--- Instructions to follow ---
Check the lines of the listing below for the word "mask", and state only how many have it.
:::
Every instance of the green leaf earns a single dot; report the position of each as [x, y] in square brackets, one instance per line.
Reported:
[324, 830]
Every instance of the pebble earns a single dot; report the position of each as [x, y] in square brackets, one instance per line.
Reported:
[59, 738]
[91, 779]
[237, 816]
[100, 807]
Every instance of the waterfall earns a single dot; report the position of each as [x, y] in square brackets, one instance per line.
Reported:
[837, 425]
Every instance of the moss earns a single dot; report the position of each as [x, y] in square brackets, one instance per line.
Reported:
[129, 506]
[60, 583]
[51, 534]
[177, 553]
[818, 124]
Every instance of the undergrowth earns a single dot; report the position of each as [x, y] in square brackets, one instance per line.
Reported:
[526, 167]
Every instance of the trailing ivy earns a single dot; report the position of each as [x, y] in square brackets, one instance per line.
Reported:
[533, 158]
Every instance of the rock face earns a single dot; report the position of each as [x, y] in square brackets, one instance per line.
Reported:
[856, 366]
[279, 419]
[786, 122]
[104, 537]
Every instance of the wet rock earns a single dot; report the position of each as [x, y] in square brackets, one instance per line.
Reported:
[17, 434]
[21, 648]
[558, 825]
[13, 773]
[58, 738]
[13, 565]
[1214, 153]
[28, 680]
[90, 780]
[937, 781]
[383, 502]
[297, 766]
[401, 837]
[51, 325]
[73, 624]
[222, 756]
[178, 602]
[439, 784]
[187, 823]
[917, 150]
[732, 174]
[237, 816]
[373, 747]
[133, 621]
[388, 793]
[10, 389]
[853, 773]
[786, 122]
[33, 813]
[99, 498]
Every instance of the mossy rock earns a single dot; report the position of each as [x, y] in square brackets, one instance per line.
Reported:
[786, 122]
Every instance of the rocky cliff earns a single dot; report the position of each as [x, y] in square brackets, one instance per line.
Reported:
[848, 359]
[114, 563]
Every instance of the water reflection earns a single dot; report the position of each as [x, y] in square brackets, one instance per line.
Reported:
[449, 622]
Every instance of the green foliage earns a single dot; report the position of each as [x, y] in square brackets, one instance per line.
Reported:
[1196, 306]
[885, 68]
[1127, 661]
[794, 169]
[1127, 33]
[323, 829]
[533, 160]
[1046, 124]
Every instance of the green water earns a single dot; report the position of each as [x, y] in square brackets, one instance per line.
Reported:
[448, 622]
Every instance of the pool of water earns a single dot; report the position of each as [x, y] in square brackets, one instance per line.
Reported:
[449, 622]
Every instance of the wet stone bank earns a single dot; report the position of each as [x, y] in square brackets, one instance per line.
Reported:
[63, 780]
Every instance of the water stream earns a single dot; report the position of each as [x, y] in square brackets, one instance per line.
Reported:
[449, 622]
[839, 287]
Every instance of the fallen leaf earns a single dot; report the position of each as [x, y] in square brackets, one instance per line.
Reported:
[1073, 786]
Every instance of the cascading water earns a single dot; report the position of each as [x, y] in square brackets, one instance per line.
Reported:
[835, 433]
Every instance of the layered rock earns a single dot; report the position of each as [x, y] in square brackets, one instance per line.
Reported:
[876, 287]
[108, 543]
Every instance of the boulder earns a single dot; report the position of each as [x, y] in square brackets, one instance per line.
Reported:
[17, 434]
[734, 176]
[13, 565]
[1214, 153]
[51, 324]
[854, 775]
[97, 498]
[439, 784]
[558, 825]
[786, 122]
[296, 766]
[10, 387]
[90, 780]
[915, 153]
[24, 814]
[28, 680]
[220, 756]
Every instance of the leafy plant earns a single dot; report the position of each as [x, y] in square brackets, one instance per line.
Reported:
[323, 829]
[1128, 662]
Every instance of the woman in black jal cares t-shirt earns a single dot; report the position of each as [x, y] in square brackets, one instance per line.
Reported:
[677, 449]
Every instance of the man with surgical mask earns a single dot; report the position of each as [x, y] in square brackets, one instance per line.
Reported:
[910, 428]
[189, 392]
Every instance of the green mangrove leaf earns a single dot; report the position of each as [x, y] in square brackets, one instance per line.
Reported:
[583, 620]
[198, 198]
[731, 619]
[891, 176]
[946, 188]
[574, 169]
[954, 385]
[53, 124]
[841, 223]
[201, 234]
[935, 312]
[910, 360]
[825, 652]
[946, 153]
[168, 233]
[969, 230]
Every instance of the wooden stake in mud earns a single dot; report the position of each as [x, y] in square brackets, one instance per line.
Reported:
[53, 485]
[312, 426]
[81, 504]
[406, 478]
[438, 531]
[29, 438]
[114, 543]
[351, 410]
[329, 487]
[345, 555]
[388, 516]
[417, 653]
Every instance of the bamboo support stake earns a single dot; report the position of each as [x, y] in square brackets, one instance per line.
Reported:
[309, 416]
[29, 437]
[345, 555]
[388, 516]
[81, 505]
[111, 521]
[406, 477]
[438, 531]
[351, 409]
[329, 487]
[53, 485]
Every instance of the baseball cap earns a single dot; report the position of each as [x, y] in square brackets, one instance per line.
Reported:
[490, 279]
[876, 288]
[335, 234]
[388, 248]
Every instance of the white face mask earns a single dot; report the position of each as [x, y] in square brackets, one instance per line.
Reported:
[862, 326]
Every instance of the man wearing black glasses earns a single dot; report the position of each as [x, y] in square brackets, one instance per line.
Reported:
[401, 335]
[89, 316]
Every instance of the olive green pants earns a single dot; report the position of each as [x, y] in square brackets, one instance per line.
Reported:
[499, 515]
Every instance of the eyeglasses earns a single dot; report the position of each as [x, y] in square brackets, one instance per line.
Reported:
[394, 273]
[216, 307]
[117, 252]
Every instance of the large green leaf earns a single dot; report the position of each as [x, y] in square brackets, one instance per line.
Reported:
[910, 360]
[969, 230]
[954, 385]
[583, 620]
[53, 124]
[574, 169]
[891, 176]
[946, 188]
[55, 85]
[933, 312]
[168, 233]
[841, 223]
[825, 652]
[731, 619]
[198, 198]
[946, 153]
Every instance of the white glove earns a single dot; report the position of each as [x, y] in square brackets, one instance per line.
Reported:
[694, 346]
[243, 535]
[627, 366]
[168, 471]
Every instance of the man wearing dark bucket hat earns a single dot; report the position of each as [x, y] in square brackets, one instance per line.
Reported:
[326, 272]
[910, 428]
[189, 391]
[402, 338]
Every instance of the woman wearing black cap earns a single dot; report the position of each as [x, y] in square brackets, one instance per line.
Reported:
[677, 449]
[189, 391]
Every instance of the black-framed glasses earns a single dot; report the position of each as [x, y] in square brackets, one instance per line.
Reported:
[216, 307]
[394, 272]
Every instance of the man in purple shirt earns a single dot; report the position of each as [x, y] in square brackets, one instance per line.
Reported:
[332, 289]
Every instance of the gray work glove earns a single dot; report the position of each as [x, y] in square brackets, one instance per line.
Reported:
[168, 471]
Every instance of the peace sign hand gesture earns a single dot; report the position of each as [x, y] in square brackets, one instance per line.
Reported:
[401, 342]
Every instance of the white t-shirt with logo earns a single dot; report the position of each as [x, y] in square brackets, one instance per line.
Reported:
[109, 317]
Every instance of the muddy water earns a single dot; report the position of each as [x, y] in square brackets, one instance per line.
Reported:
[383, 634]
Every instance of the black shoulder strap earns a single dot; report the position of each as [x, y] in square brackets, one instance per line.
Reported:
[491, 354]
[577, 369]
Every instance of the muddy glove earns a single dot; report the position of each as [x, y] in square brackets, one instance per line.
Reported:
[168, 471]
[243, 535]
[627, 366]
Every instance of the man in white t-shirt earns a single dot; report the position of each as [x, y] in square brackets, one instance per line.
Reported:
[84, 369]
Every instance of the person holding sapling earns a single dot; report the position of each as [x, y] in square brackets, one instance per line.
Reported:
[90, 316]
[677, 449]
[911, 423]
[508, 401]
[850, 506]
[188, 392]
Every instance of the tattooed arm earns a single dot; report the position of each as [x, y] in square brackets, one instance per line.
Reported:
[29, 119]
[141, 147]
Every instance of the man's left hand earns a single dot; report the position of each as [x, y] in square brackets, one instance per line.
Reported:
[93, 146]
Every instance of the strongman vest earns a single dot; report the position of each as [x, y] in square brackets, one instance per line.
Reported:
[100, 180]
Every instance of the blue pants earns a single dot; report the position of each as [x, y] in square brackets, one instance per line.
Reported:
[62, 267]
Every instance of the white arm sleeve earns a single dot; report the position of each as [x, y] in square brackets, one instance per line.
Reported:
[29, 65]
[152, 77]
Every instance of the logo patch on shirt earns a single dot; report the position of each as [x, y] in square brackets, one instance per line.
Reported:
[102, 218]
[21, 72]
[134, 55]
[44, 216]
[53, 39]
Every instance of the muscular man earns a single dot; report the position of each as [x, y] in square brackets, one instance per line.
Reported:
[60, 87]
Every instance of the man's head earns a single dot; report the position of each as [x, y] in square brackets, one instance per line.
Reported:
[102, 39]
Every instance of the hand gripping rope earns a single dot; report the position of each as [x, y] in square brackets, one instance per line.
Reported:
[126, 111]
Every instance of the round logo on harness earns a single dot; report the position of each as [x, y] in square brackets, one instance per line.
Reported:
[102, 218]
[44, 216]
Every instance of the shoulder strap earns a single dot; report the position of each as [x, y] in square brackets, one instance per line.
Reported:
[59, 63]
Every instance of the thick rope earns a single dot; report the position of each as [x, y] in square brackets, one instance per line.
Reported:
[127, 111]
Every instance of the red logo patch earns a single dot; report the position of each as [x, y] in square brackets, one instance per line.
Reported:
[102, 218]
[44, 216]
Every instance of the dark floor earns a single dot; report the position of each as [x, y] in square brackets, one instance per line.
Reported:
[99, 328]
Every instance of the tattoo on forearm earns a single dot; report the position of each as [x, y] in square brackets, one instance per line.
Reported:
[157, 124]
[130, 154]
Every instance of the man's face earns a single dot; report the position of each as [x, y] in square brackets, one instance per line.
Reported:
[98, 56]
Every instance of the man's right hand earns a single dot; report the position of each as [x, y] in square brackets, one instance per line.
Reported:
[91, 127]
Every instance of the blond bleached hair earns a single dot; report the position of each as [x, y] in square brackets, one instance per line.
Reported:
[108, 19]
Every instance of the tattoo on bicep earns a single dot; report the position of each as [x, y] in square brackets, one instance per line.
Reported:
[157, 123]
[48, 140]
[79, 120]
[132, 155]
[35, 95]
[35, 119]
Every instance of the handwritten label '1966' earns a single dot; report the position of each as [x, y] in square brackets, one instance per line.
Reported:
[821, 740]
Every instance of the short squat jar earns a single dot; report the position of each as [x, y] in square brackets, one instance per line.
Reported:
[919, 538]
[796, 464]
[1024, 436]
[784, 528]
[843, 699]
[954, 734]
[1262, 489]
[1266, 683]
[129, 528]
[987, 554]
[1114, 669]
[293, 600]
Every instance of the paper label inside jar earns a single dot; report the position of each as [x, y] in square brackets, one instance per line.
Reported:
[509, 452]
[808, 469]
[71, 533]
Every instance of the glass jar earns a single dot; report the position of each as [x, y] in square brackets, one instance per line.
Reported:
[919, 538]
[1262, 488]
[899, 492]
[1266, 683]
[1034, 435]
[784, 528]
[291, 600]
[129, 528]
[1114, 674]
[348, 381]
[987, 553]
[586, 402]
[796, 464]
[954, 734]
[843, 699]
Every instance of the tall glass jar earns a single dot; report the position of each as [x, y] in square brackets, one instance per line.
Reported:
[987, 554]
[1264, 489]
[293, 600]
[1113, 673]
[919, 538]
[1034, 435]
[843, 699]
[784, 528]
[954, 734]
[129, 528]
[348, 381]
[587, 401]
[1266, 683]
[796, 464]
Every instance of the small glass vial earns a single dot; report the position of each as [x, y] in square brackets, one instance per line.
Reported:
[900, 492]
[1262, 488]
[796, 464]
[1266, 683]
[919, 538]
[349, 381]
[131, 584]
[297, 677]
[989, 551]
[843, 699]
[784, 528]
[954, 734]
:::
--- Result of this exercise ---
2